- [EXERCICE COURT 1]:
Reproduisez fidèlement le passage du texte sur la publicité numérique au Maroc qui va de « Ce mouvement n’est » à « des recettes nationales. ».

- [TEXTE À LIRE]:
'''

Publicité numérique au Maroc : le Maroc veut reprendre le contrôle du marché en ligne

Publicité numérique au Maroc

1. Introduction

Depuis quelques années, la publicité numérique est devenue la colonne vertébrale du marketing moderne. Les entreprises marocaines, qu’elles soient grandes ou petites, investissent de plus en plus dans les campagnes digitales : annonces sponsorisées, bannières, vidéos, réseaux sociaux, moteurs de recherche, influence marketing…
Mais derrière cette apparente vitalité se cache une réalité préoccupante : une part écrasante des revenus publicitaires numériques échappe à l’économie marocaine.

Les géants mondiaux de la tech — principalement Google, Meta, YouTube ou TikTok — captent la majorité des investissements publicitaires en ligne. Face à ce constat, le Maroc affiche aujourd’hui sa volonté claire de reprendre le contrôle de son marché publicitaire numérique.

Ce mouvement n’est pas qu’économique : il traduit une aspiration à la souveraineté numérique, à la valorisation du contenu local et à la protection des recettes nationales.

2. L’état du marché de la publicité numérique au Maroc

2.1 Une croissance spectaculaire du digital

Le Maroc a connu une explosion du digital ces dernières années. Avec un taux de pénétration Internet dépassant les 100 % et une population connectée jeune et active, le pays s’impose comme un acteur dynamique du numérique en Afrique du Nord.
Les consommateurs marocains passent plusieurs heures par jour sur les réseaux sociaux, les plateformes vidéo ou les sites d’actualité. Naturellement, les annonceurs ont transféré leurs budgets publicitaires vers ces canaux.

Les dépenses publicitaires digitales connaissent une croissance annuelle estimée à plus de 20 %, confirmant que la transformation numérique du marketing marocain est bien en marche.

2.2 Le digital dépasse les médias traditionnels

Il y a encore une décennie, la télévision et la presse écrite concentraient la majorité des budgets publicitaires. Aujourd’hui, la tendance s’est inversée. Les annonceurs préfèrent la publicité en ligne, plus mesurable et plus ciblée.
Cependant, cette migration budgétaire ne profite pas équitablement aux acteurs marocains : les médias locaux reçoivent une portion marginale des investissements digitaux.

'''

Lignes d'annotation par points

'''

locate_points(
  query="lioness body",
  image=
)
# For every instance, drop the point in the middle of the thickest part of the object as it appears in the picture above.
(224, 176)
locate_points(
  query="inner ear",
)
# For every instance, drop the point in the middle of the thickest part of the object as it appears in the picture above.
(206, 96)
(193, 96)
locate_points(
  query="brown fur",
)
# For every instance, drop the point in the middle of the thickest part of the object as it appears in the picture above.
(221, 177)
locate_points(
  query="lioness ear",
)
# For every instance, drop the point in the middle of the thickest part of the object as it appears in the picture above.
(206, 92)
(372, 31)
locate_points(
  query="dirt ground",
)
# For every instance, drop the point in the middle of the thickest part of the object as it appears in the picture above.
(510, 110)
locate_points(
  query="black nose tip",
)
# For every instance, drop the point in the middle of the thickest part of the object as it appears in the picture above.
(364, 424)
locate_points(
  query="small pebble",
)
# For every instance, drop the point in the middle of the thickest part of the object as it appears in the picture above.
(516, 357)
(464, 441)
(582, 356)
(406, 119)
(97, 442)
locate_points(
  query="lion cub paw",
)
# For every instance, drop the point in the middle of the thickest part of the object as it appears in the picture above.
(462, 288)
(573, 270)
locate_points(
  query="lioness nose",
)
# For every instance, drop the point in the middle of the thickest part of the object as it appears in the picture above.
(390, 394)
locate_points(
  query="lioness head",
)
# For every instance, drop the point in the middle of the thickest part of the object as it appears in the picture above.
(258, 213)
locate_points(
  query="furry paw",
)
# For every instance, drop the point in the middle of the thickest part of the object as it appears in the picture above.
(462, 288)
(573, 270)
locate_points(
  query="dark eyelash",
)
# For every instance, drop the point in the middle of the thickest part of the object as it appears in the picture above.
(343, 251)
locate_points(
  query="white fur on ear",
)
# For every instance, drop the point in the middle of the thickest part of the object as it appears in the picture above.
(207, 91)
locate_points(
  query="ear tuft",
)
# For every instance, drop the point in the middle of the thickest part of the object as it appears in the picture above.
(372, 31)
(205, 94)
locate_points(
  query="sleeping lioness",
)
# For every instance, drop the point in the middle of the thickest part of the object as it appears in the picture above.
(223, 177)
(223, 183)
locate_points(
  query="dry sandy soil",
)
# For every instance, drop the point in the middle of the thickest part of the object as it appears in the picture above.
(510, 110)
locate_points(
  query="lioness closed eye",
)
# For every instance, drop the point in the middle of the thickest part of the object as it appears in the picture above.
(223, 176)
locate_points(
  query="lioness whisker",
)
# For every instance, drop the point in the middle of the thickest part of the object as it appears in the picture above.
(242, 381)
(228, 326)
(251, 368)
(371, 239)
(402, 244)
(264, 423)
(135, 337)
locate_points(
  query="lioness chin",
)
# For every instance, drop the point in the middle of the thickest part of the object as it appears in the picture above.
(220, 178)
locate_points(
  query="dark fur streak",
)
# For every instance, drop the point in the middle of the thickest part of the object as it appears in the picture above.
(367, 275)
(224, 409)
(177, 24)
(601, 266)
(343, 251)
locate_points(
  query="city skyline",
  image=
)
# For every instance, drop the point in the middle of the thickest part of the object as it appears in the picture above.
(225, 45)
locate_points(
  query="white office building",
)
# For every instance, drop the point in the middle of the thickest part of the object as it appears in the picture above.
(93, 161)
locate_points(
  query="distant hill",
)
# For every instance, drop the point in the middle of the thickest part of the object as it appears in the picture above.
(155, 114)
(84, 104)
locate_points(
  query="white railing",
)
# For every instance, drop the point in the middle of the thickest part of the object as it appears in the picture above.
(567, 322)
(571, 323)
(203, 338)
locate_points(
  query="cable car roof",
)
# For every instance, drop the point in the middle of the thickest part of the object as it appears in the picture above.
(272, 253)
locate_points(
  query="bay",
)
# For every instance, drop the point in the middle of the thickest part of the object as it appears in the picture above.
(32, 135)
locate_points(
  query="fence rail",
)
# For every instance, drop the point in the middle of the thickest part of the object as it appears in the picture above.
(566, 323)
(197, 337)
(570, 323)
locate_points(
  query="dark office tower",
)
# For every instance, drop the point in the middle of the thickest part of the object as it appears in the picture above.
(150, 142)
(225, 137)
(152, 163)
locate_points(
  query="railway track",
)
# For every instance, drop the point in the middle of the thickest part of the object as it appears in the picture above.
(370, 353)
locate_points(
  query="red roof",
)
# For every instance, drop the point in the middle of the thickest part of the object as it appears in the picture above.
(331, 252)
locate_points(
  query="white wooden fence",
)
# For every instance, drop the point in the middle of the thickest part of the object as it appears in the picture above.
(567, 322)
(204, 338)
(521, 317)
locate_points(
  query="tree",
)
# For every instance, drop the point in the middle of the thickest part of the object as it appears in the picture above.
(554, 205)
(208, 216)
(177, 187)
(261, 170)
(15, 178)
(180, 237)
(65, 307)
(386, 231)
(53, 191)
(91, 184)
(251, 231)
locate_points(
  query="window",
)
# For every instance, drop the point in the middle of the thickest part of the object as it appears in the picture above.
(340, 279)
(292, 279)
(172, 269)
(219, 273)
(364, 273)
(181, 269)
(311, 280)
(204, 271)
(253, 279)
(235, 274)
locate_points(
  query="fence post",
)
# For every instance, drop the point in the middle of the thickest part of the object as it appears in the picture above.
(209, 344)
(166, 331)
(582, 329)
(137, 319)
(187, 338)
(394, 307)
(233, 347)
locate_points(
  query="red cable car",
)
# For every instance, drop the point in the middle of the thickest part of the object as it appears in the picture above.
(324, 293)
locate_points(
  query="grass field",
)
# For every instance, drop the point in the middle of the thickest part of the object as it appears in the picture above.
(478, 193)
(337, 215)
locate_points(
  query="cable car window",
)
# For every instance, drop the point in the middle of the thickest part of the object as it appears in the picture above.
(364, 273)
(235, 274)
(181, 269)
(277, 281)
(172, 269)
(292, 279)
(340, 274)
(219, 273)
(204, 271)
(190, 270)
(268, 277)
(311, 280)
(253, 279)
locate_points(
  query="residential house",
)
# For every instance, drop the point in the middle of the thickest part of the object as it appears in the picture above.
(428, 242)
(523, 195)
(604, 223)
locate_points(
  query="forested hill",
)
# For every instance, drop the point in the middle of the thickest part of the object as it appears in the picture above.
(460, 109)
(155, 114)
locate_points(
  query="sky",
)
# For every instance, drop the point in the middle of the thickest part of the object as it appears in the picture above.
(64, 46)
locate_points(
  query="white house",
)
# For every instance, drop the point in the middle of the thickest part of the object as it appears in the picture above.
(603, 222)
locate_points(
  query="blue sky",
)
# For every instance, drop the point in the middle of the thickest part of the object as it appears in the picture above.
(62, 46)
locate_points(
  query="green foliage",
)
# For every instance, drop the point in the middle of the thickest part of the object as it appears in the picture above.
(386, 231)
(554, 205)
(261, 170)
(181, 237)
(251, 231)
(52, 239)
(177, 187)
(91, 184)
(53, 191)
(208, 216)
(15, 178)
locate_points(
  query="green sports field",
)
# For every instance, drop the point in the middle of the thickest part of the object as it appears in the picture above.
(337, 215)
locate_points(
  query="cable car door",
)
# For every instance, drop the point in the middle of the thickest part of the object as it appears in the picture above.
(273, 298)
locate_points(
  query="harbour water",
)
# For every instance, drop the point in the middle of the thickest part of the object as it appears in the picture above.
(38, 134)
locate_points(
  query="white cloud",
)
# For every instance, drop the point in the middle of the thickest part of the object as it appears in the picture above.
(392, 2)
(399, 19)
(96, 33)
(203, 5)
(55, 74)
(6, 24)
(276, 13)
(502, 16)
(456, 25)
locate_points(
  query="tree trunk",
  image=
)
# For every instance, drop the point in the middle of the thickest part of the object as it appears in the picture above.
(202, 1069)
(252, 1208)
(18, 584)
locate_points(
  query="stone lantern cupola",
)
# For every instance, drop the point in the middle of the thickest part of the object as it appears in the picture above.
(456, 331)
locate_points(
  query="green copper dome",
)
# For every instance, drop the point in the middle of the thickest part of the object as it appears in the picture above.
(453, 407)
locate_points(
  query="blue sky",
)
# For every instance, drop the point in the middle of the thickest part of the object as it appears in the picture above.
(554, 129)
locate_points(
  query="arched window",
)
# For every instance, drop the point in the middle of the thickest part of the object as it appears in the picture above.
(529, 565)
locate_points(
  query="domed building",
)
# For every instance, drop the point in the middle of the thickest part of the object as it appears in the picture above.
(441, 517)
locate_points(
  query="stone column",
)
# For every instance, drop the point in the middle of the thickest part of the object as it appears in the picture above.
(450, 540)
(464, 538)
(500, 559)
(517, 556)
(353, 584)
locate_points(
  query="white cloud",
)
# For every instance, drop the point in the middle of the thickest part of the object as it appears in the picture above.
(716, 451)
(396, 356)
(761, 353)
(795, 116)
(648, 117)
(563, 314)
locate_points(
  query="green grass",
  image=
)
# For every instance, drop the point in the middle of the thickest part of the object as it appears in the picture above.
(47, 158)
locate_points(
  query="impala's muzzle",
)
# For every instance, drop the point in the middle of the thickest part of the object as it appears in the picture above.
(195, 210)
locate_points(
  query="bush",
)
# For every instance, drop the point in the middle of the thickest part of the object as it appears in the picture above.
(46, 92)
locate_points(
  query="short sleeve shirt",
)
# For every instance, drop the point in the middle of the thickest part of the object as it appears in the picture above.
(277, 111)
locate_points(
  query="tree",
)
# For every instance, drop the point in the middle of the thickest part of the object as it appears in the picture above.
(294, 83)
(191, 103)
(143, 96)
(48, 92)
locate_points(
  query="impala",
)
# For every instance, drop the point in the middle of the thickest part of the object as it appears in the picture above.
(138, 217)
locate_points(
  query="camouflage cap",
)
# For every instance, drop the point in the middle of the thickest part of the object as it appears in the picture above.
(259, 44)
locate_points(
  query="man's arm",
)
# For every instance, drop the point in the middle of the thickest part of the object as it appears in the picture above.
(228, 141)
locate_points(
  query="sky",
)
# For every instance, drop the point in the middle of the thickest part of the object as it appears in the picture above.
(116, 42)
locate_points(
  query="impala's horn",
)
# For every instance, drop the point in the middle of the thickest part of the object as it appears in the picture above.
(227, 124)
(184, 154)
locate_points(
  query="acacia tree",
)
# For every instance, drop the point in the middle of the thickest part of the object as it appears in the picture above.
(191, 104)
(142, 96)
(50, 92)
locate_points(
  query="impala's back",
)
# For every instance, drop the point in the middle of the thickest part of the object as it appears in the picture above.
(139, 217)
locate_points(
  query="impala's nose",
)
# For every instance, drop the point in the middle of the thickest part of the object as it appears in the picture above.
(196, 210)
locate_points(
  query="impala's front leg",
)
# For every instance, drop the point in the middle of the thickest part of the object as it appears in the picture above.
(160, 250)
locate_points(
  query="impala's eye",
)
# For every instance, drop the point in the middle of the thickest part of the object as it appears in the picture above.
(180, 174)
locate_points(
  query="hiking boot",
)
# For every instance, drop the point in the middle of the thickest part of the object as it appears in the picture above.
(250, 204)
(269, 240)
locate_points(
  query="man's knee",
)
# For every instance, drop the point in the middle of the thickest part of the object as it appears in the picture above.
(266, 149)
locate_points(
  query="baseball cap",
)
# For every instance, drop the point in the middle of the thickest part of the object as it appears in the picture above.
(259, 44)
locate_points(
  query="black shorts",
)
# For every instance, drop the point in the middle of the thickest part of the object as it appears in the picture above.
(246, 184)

'''

- [EXERCICE COURT 2]:
Repérez toutes les lignes qui contiennent la chaîne « nose », en tenant compte de la casse.

- [RÉSULTAT FINAL 1]:
Ce mouvement n’est pas qu’économique : il traduit une aspiration à la souveraineté numérique, à la valorisation du contenu local et à la protection des recettes nationales.

- [RÉSULTAT FINAL 2]:
  query="black nose tip",
  query="lioness nose",
  query="impala's nose",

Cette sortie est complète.